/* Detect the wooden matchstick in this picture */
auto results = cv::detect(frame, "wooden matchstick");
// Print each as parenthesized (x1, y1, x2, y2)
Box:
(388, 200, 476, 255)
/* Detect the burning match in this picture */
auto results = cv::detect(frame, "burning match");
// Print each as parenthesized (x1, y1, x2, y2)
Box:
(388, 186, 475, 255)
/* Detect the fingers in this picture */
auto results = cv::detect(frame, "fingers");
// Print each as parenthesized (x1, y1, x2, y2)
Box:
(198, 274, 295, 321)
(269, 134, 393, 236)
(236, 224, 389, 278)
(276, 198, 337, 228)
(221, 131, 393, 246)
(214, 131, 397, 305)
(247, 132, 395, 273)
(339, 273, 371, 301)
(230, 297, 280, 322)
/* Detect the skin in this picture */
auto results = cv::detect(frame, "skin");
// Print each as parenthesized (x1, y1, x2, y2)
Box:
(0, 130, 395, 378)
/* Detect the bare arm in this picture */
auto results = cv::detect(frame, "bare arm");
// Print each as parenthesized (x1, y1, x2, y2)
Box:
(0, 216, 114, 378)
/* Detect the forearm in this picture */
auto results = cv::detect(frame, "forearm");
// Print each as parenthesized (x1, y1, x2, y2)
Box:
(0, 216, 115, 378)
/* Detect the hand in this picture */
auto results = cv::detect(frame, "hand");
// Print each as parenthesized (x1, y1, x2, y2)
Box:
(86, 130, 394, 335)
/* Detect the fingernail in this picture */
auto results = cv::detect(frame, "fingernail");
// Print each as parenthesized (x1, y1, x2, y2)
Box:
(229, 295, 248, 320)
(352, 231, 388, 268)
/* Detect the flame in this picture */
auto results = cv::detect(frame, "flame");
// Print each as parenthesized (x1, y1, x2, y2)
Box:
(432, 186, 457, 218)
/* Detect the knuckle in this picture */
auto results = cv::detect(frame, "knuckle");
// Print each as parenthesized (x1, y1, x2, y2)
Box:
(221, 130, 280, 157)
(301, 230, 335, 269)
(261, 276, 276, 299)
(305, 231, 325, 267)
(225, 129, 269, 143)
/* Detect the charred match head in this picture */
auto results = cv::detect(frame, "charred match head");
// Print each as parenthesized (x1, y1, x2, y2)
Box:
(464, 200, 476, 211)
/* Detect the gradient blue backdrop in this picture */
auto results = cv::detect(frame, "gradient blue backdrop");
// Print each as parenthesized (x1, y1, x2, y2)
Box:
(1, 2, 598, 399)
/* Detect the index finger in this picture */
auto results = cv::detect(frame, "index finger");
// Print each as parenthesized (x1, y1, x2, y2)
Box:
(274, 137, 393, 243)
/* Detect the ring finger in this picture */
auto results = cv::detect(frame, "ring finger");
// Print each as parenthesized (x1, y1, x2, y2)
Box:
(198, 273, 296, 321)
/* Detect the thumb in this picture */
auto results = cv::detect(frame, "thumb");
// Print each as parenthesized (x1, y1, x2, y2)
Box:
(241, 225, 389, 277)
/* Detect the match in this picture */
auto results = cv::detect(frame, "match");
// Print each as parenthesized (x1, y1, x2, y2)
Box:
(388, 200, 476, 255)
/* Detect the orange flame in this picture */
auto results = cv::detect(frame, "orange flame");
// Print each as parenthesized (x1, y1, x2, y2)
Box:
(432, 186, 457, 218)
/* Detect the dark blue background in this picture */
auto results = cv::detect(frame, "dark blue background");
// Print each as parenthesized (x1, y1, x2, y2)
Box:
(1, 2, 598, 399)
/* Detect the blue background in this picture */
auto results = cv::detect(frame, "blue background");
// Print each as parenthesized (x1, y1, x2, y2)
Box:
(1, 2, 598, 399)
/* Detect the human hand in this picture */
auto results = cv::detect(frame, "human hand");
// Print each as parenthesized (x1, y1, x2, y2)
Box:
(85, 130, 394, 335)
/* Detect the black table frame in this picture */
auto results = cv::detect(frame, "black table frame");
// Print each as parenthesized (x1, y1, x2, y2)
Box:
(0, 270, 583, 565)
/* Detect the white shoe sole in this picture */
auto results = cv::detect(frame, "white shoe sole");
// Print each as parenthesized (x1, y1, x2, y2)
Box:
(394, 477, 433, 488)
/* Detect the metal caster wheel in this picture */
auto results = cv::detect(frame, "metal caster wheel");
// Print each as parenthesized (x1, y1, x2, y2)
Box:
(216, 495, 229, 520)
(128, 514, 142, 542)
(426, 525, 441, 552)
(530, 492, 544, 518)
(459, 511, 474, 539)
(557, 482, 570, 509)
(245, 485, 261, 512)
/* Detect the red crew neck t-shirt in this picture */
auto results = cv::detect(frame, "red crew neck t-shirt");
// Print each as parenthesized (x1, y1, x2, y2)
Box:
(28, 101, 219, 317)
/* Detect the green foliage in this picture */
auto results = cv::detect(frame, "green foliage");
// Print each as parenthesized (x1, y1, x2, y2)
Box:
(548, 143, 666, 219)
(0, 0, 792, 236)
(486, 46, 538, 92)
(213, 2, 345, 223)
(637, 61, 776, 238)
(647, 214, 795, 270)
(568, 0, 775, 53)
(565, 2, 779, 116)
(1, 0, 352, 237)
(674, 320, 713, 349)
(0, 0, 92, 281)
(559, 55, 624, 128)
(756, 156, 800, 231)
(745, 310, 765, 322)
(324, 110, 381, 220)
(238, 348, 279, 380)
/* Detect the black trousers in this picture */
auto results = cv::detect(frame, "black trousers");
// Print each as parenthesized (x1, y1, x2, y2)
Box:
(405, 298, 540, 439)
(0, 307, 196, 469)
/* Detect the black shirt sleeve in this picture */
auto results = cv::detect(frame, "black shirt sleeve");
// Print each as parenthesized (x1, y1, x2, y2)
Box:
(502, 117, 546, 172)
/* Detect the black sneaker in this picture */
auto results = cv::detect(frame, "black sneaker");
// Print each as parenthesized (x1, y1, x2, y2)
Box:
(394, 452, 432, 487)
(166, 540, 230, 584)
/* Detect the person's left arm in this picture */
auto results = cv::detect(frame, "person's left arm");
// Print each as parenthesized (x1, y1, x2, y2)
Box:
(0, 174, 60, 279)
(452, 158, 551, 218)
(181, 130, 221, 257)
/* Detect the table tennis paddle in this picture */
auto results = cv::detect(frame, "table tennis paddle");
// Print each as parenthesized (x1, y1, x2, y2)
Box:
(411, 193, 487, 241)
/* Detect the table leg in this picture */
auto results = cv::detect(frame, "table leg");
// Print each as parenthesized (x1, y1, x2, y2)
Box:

.....

- Task statement: Look through the entries above and copy each line that has "table" in it.

- Result of the task:
/* Detect the black table frame in this picture */
auto results = cv::detect(frame, "black table frame");
/* Detect the table tennis paddle in this picture */
auto results = cv::detect(frame, "table tennis paddle");
/* Detect the table leg in this picture */
auto results = cv::detect(frame, "table leg");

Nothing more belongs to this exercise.